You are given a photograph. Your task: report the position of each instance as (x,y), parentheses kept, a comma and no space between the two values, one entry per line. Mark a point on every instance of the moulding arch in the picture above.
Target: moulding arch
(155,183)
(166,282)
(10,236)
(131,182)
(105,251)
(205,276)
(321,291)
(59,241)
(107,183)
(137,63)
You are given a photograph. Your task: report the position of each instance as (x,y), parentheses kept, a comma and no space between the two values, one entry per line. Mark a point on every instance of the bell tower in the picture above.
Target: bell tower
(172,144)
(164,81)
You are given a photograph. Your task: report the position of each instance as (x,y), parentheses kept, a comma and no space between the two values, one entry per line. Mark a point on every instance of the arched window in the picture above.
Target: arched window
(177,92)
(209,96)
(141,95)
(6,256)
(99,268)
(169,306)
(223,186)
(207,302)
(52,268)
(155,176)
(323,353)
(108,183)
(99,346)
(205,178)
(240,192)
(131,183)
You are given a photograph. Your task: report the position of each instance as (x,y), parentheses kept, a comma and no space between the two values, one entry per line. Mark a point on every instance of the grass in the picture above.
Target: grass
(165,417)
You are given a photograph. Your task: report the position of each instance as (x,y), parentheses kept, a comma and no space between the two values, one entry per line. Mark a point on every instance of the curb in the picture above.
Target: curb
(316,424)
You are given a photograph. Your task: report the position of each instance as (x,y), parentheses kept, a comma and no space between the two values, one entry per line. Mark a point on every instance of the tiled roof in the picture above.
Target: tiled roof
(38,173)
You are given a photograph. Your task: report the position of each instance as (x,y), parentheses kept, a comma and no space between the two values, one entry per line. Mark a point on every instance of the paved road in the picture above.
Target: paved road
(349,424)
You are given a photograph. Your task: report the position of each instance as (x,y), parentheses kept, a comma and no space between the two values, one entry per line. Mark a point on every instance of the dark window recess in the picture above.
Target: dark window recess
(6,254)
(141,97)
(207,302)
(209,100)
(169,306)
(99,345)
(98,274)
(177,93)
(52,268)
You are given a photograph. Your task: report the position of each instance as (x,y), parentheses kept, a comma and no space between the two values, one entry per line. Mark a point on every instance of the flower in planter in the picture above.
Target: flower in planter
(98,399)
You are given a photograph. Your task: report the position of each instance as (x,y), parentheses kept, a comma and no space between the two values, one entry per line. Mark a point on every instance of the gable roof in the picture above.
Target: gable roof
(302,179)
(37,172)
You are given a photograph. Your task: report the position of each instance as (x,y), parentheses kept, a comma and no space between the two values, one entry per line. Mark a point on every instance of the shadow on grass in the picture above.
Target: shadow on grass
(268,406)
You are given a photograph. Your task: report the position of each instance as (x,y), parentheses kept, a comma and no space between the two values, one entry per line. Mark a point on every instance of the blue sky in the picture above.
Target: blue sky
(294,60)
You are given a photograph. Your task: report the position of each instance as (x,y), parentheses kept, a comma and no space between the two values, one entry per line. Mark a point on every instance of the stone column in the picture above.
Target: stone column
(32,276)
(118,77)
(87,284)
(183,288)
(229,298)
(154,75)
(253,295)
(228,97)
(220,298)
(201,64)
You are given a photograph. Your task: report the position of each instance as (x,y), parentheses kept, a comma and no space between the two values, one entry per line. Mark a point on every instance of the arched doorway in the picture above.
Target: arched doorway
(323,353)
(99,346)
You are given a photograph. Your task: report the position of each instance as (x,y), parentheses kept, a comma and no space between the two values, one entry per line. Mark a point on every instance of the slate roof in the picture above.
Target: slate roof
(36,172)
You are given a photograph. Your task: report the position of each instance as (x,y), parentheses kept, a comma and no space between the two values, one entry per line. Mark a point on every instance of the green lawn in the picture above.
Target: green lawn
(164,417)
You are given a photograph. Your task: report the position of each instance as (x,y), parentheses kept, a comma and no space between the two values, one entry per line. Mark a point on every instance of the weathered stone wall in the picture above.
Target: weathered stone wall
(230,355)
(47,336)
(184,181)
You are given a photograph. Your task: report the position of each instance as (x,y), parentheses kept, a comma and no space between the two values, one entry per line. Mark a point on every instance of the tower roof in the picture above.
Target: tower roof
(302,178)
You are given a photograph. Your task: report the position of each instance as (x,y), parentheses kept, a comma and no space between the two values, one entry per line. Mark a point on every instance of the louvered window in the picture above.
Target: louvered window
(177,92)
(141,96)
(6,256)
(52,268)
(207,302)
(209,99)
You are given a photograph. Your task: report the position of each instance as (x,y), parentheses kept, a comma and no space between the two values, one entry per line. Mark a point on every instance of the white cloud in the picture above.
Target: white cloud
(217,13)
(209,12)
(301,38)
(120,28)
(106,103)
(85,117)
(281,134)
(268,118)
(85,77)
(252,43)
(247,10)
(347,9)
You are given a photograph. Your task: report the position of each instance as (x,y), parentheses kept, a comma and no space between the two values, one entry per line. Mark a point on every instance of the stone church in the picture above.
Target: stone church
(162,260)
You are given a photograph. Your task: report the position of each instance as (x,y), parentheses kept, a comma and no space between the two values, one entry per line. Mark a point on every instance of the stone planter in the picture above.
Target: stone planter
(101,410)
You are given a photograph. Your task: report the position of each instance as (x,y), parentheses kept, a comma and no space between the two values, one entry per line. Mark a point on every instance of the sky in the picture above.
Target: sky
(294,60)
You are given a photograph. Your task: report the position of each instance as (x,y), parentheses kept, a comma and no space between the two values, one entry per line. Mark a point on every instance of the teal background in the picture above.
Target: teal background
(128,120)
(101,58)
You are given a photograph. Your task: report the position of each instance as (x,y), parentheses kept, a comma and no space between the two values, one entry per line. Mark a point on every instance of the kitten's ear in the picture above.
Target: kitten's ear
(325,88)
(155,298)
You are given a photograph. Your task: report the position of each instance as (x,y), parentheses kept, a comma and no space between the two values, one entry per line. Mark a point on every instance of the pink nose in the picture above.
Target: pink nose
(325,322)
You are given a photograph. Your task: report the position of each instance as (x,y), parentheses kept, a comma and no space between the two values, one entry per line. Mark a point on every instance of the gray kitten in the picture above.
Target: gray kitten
──────────
Copy the whole listing once more, exactly.

Result of the task
You are given a photograph. Your task: report the position of each instance as (x,y), parentheses kept, a comma and no space between the two values, one entry per line. Mark a point on every instance of the moulding arch in the picture above.
Target: moulding arch
(155,183)
(166,282)
(10,236)
(131,182)
(105,251)
(205,276)
(321,291)
(59,241)
(107,183)
(137,63)
You are given a photograph. Your task: report the position of each instance as (x,y), parentheses kept, a comma and no space between the two values, one entry per line. Mark a point on every instance of the bell tower in the picture above.
Target: bell tower
(172,144)
(164,81)
You are given a photograph. Your task: report the position of each instance as (x,y), parentheses kept, a comma and no space between the two values, one entry per line. Mark a point on every instance of the arched window in the picture above.
Target: arched window
(177,92)
(209,96)
(141,95)
(6,256)
(99,268)
(169,306)
(223,186)
(207,302)
(52,268)
(155,176)
(323,353)
(108,183)
(99,346)
(205,178)
(240,192)
(131,183)
You are given a photograph. Your task: report the position of each instance as (x,y), parentheses kept, a comma and no space between the two values, one entry per line. Mark a point on every instance of the grass in the picture above.
Target: grass
(165,417)
You are given a photograph. Your task: report the position of each instance as (x,y), parentheses kept, a comma and no space between the two values, one entry per line. Mark a point on every instance of the curb in the picture above.
Target: curb
(316,424)
You are given a photograph. Your task: report the position of each instance as (x,y), parentheses kept, a comma and no space between the two values, one entry per line. Mark a point on every instance of the tiled roof in the picture above.
Target: tiled roof
(38,173)
You are given a photograph. Your task: report the position of each instance as (x,y), parentheses kept, a comma and no space between the two values, one entry per line. Mark a point on every instance of the paved road in the picture above.
Target: paved road
(349,424)
You are given a photograph. Your task: report the position of each instance as (x,y), parentheses kept, a comma and no space between the two values, one entry per line. Mark a point on every instance of the dark window recess in the picture above.
Target: dark window recess
(6,254)
(141,97)
(207,302)
(209,100)
(169,306)
(99,345)
(98,274)
(177,93)
(52,268)
You are given a photograph. Your task: report the position of each instance as (x,y), parentheses kept, a comma and no space between the two values, one entry per line. Mark a point on every instance of the flower in planter in the picture above.
Target: flower in planter
(98,399)
You are given a photograph. Your task: report the position of each instance as (x,y), parentheses kept, a comma and no space between the two values, one entry per line. Mark a point on every instance of the gable roof in the picture above.
Target: gable roof
(302,179)
(37,172)
You are given a photograph. Your task: report the position of each instance as (x,y), parentheses kept, a comma and no space between the two values, one entry per line. Mark a point on every instance of the shadow on grass in the picture above.
Target: shadow on grass
(268,406)
You are given a photograph. Your task: report the position of each instance as (x,y), parentheses kept, a comma and no space between the two values, one entry per line. Mark a point on every instance of the blue sky in the picture above.
Target: blue sky
(294,60)
You are given a photograph. Your task: report the position of each instance as (x,y), parentheses kept, a comma and no space between the two values, one entry per line. Mark a point on every instance of the stone column in the picture above.
Target: stone column
(32,276)
(118,77)
(87,284)
(183,288)
(229,298)
(154,75)
(253,295)
(228,97)
(220,298)
(201,64)
You are given a photograph. Your task: report the position of each instance as (x,y), parentheses kept, a comma and no space between the two values, one entry per line. Mark a point on every instance of the arched doorway in the picture above.
Target: arched doorway
(323,353)
(99,346)
You are given a photograph. Your task: report the position of each instance as (x,y), parentheses kept, a comma and no space between the two values, one entry per line. Mark a point on every instance of the slate roof in the picture above.
Target: slate roof
(36,172)
You are given a photograph. Your task: report the position of each instance as (x,y), parentheses kept, a comma and no space between the two values, one entry per line. Mark a point on every instance of the green lawn in the picture above.
Target: green lawn
(164,417)
You are given a photograph. Your task: report the position of each instance as (x,y), parentheses kept, a comma and no space between the two values, one entry per line. Mark a point on every instance of the weathered stone wall in the picture above.
Target: weathered stone wall
(230,355)
(47,336)
(184,181)
You are given a photograph. Your task: report the position of each instance as (x,y), parentheses kept, a comma and no space between the two values, one entry per line. Mark a point on every instance of the tower roof in the picture above.
Target: tower roof
(302,178)
You are given a photograph. Your task: report the position of each instance as (x,y), parentheses kept, a comma and no space between the two values, one entry per line. Mark a point on every instance of the louvered window in the picture above.
Target: louvered window
(177,92)
(141,96)
(6,256)
(52,268)
(207,302)
(209,99)
You are given a photograph. Your task: report the position of each instance as (x,y), parentheses kept, a comma and no space between the two values, one entry per line. Mark a point on every instance of the white cloud in the picture above.
Target: white cloud
(217,13)
(209,12)
(301,38)
(120,28)
(106,103)
(85,117)
(281,134)
(268,118)
(85,77)
(252,43)
(247,10)
(347,9)
You are given a photograph. Your task: report the position of each instance as (x,y), parentheses kept, a comma and no space between the two values, one entry per line. Mark a point on every instance of the stone church in the picture above.
Target: stone church
(162,260)
You are given a photograph. Your task: report the position of each instance as (x,y), parentheses kept, a comma and no space between the two values, one entry per line. Mark a point on every instance of the stone planter in the picture above.
Target: stone planter
(101,410)
You are given a photograph. Your task: report the position of each instance as (x,y), parentheses kept, a comma and no space between the two values, one entry per line. Mark a point on every instance of the sky in the picture above.
Target: sky
(294,60)
You are given a photograph. Your task: report the position of each instance as (x,y), parentheses kept, a comma and no space between the two values, one entry per line. Mark a point on every instance of the teal background in the picture above.
Target: teal background
(128,120)
(101,58)
You are given a photograph. Your task: report the position of each instance as (x,y), parentheses kept, a comma and no space between the two values, one entry per line. Mark a point on every instance of the kitten's ear in the picture above.
Target: kitten's ear
(325,88)
(155,298)
You are given a photograph. Your task: report the position of each instance as (x,y), parentheses kept, a comma and no space between the two values, one entry per line. Mark a point on every instance of the pink nose in the picture above.
Target: pink nose
(325,322)
You are given a photograph. Your task: report the position of each instance as (x,y), parentheses kept, a comma and no space between the two values, one entry per line. Mark a point on every instance of the gray kitten in the picture above.
Target: gray kitten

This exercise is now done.